## Reading passage
--------
This book argues that in the first third of the twentieth century, many German Philadelphians, especially the children of immigrants, retreated from a "German-American" identity and instead crafted new multiple identities keyed to particular understandings of race, religion, mass culture, and the American nation. Today's marked submergence of German-American ethnicity owes a great deal to the anti-German backlash of the First World War, yet that was just one of several developments that came together during the 1910s and 1920s to reshape German Philadelphians' sense of self. Those developments also included the rise of a narrower, more conformist American nationalism that discredited older, pluralist views of the nation; a related tide of racialized nativism; and the first Great Migration of black Southerners to the North, which transformed Philadelphia's racial geography during and after the war.
--------
Collected data:
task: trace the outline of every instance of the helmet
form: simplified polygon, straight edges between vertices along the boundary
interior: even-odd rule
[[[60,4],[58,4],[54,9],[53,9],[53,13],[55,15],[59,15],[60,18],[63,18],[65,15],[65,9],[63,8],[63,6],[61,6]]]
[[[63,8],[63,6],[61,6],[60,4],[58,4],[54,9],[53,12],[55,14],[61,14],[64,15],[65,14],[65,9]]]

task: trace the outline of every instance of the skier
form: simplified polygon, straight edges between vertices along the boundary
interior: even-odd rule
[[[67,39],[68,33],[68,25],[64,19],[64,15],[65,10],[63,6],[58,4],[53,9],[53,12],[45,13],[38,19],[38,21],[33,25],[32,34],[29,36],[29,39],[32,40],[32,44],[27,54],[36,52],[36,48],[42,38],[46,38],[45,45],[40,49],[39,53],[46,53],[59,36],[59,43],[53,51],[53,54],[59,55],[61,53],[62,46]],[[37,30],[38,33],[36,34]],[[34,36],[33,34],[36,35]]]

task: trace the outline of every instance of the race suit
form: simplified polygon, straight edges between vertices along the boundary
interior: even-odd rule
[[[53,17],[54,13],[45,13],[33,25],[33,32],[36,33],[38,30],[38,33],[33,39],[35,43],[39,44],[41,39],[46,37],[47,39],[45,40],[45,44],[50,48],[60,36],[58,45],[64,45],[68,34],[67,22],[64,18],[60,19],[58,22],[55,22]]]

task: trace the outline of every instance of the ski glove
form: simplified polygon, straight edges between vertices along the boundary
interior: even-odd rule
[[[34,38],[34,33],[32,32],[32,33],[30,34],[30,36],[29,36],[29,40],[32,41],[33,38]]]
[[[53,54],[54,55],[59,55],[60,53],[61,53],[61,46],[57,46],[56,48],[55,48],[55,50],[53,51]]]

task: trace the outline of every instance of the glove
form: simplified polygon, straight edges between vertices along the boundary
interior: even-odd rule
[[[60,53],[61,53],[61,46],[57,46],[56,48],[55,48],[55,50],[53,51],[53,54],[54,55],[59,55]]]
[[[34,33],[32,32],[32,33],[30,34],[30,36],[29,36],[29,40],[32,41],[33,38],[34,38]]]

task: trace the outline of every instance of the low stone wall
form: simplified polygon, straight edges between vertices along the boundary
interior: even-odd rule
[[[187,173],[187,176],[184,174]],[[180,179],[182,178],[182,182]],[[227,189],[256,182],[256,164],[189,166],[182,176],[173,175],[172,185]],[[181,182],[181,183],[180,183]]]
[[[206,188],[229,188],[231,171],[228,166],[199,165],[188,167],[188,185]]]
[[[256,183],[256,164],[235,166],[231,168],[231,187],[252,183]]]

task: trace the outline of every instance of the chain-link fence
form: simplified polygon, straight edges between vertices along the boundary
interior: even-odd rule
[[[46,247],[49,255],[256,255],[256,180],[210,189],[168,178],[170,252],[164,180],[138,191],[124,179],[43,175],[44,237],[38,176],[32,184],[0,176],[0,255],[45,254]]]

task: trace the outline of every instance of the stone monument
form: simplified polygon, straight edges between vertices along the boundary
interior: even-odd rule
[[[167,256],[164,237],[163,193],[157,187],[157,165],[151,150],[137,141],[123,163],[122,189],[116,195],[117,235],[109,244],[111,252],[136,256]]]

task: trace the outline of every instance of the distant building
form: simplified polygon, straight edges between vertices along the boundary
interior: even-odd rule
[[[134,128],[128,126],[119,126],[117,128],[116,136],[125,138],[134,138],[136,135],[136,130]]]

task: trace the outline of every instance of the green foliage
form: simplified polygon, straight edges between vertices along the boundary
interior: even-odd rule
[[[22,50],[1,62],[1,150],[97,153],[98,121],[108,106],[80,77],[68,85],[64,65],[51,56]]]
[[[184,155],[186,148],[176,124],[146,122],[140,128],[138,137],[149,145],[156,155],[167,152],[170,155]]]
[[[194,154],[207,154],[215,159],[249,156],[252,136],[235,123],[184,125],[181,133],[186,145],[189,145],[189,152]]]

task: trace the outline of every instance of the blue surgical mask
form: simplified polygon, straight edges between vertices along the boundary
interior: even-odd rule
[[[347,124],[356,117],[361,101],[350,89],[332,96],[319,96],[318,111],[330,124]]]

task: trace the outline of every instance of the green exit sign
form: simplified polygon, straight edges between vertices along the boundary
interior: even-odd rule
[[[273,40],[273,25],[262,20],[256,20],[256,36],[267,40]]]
--------
## Work to complete
[A] Pull out every line of the listing that contains the string "glove", and copy each one in full.
[B] Pick up the passage on German Philadelphians' identity after its last sentence and extend it.

## Task-by-task results
[A]
task: trace the outline of every instance of the ski glove
task: trace the outline of every instance of the glove

[B]
The convergence of these events both pushed and enticed many Philadelphians of German background to rework their identities, but their response was hardly uniform. Rather, it varied along lines of class, religion, and, to some extent, gender that had long divided German Philadelphia. Some middle-class and Lutheran Germans embraced an "American" identity cast in opposition to Italians, Poles, and other southern and eastern European "new immigrants." At its extreme, this stance employed the language of racialized nativism to recast German Philadelphians as "old-stock" or "Nordic" Americans. They were deemed superior to new immigrants because their racial "stock" was better and because it was older--German settlers having brought it to the mid-Atlantic before the Revolution. In contrast, many working-class and Catholic Philadelphians of German background had by the 1920s begun to mix, in their associations and parishes, with Irish and new immigrant neighbors. These workers and Catholics increasingly saw themselves as sharing a common white identity with such neighbors, an identity that gained in salience with the increased presence of African Americans near working-class European-American neighborhoods. Here, the interwar period saw a foretaste of a type that would emerge, decades later, as the "white ethnic." Women as well as men partook of such identities, but the different social contexts and expectations women faced meant they could understand those identities somewhat differently. Moreover, German women took particular advantage of a separate development that predated the war: the rise of a mass consumer culture, which offered women new kinds of identity grounded in their emerging role as consumers.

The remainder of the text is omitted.